The Albert Londres Prize is the highest French journalism award, named in honor of journalist Albert Londres. Created in 1932, it was first awarded in 1933 and is considered the French equivalent of the Pulitzer Prize. Three laureates are awarded each year. The three categories are: "best reporter in the written press", "best audiovisual reporter" and "best reporting book".

==History==
On the death of Albert Londres, on 16 May 1932, his daughter, Florise Martinet-Londres, decided to create an award in his memory. From 1933, the Albert Londres prize is awarded every year on 16 May to a young journalist under the age of forty.

Florise Martinet-Londres died in 1975. The Albert Londres Prize is administered by the Association of Albert Londres Prize, comprising the various winners. Chaired for 21 years by Henri Amouroux, it is chaired since May 2006 by Josette Alia. The prize is awarded by a jury of 19 journalists and winners of the previous year. In 1985, under the influence of Henri de Turenne, also a director, a prize was created for the audiovisual documentary. Since then, the association has been administered by the Civil Society of Multimedia Authors (SCAM), a grouping of authors of documentaries. In 2017, a prize was created for the "best reporting book".

======

> **Exercises to complete**
• A. According to the passage on the Albert Londres Prize, who has chaired the prize's association since May 2006?
• B. Quote the passage on the Albert Londres Prize from "The Albert Londres Prize is the" to "age of forty.".

(Stored entries)

======

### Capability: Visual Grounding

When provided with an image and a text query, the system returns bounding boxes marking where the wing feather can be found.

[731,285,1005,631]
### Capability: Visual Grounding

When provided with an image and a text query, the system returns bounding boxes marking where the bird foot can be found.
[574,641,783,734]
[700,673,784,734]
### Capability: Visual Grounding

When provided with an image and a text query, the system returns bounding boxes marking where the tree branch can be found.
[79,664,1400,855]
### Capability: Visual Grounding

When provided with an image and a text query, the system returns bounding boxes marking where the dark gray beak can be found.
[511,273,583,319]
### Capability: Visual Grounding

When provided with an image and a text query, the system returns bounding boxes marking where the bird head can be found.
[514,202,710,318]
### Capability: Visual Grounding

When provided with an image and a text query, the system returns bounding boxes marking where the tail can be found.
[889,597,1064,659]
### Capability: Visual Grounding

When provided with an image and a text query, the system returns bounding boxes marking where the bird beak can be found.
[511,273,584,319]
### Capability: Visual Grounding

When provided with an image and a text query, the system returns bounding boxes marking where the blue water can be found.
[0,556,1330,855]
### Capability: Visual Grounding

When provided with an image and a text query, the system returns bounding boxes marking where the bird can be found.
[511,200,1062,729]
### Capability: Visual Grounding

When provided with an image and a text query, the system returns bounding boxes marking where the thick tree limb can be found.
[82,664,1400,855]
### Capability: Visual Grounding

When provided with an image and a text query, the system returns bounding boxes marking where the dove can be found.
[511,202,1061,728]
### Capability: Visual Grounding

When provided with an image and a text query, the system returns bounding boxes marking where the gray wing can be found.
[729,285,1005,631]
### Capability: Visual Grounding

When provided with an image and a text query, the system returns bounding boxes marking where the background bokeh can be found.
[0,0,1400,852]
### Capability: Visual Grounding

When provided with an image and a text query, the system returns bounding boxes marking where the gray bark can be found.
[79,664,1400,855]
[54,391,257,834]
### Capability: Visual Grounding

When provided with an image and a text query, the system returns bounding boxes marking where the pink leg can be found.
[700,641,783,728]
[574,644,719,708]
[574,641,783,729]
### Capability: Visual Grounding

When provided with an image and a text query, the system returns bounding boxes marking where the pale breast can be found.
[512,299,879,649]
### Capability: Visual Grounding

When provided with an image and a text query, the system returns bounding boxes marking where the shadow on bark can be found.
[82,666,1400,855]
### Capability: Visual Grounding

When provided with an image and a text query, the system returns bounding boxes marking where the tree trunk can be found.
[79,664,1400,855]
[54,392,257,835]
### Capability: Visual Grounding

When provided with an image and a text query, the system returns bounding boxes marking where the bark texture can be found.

======

> **Numbered answers**
• A. Josette Alia

• B.
The Albert Londres Prize is the highest French journalism award, named in honor of journalist Albert Londres. Created in 1932, it was first awarded in 1933 and is considered the French equivalent of the Pulitzer Prize. Three laureates are awarded each year. The three categories are: "best reporter in the written press", "best audiovisual reporter" and "best reporting book".

==History==
On the death of Albert Londres, on 16 May 1932, his daughter, Florise Martinet-Londres, decided to create an award in his memory. From 1933, the Albert Londres prize is awarded every year on 16 May to a young journalist under the age of forty.